▶ **Tâches à réaliser**:
A - Traduisez en anglais cette phrase de l'arrêt de la cour d'appel de Nîmes : « Les parties ont été avisées que l'arrêt sera prononcé par sa mise à disposition au greffe de la cour d'appel. »
B - Rédigez la suite de l'arrêt de la cour d'appel de Nîmes, en reprenant juste après sa dernière phrase.

▶ **Bloc de texte**:
____________________

RÉPUBLIQUE FRANÇAISE
AU NOM DU PEUPLE FRANÇAIS
ARRÊT N°
N° RG 21/00867 - N° Portalis DBVH-V-B7F-H63B
CC
TRIBUNAL DE COMMERCE D'AVIGNON
15 février 2021 RG :2020008778
SAS PHILIPPE REY
C/
S.A.R.L. LUBERON INVESTISSEMENTPATRIMOINE
Maître [H][V]
Grosse délivrée
le
à
COUR D'APPEL DE NÎMES
CHAMBRE CIVILE
4ème chambre commerciale
ARRÊT DU 08 FEVRIER 2023
Décision déférée à la Cour : Jugement du Tribunal de Commerce d'AVIGNON en date du 15 Février 2021, N°2020008778
COMPOSITION DE LA COUR LORS DES DÉBATS :
Mme Christine CODOL, Présidente de Chambre, a entendu les plaidoiries, en application de l'article 805 du code de procédure civile, sans opposition des avocats, et en a rendu compte à la cour lors de son délibéré.
COMPOSITION DE LA COUR LORS DU DÉLIBÉRÉ :
Mme Christine CODOL, Présidente de Chambre
Madame Claire OUGIER, Conseillère
Madame Agnès VAREILLES, Conseillère
GREFFIER :
Madame Isabelle DELOR, Greffière, lors des débats et du prononcé de la décision
MINISTERE PUBLIC :
Auquel l'affaire a été régulièrement communiquée.
DÉBATS :
A l'audience publique du 23 Janvier 2023, où l'affaire a été mise en délibéré au 08 Février 2023.
Les parties ont été avisées que l'arrêt sera prononcé par sa mise à disposition au greffe de la cour d'appel.

____________________

▶ **Données fournies**:
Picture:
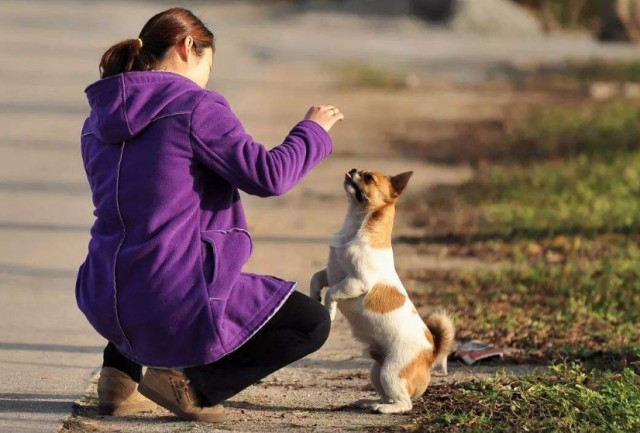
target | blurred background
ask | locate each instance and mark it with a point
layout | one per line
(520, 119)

____________________

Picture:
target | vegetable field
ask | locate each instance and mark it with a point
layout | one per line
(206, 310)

____________________

▶ **Réponses aux tâches**:
A - The parties were informed that the judgment will be delivered by being made available at the registry of the court of appeal.

B -
APPELANTE :
SAS PHILIPPE REY, immatriculée au RCS de PERPIGNAN sous le N° 554 200 816 prise en la personne de son représentant légal en exercice domicilié es-qualité au siège social sis
Saint Charles International
[Adresse 5]
[Localité 2]
Représentée par Me Valérie VERNET SIBEL de la SELAS FIDAL, Plaidant, avocat au barreau de MONTPELLIER
Représentée par Me Georges POMIES RICHAUD, Postulant, avocat au barreau de NIMES
INTIMÉES :
S.A.R.L. LUBERON INVESTISSEMENT PATRIMOINE Société à responsabilité limitée au capital de 7 622,45 €, immatriculée au Registre du Commerce et des Sociétés d'AVIGNON sous le numéro 423 993 039, représentée par son gérant domicilié en cette qualité au siège social sis
[Adresse 8]
[Adresse 7]
[Localité 4]
Représentée par Me Philippe PERICCHI de la SELARL AVOUEPERICCHI, Postulant, avocat au barreau de NIMES
Représentée par Me Pauline REGE, Plaidant, avocat au barreau D'AIX-EN-PROVENCE
SELARL [H] [V], représentée par Maître [H] [V] agissant en qualité de mandataire judiciaire de la SARL LUBERON INVESTISSEMENT PATRIMOINE, désigné à cette fonction par un jugement du Tribunal de commerce d'Avignon en date du 31 mai 2017,
[Adresse 1]
Hôtel d'Entreprises
[Localité 3]
Représentée par Me Philippe PERICCHI de la SELARL AVOUEPERICCHI, Postulant, avocat au barreau de NIMES
Représentée par Me Pauline REGE, Plaidant, avocat au barreau D'AIX-EN-PROVENCE
ORDONNANCE DE CLÔTURE rendue le 12 Janvier 2023
ARRÊT :
Arrêt contradictoire, prononcé publiquement et signé par Mme Christine CODOL, Présidente de Chambre, le 08 Février 2023, par mise à disposition au greffe de la Cour
EXPOSÉ
Vu l'appel interjeté le 1er mars 2021 par la SAS Philippe Rey à l'encontre du jugement prononcé le 15 février 2021 par le tribunal de commerce d'Avignon dans l'instance n°2020008778.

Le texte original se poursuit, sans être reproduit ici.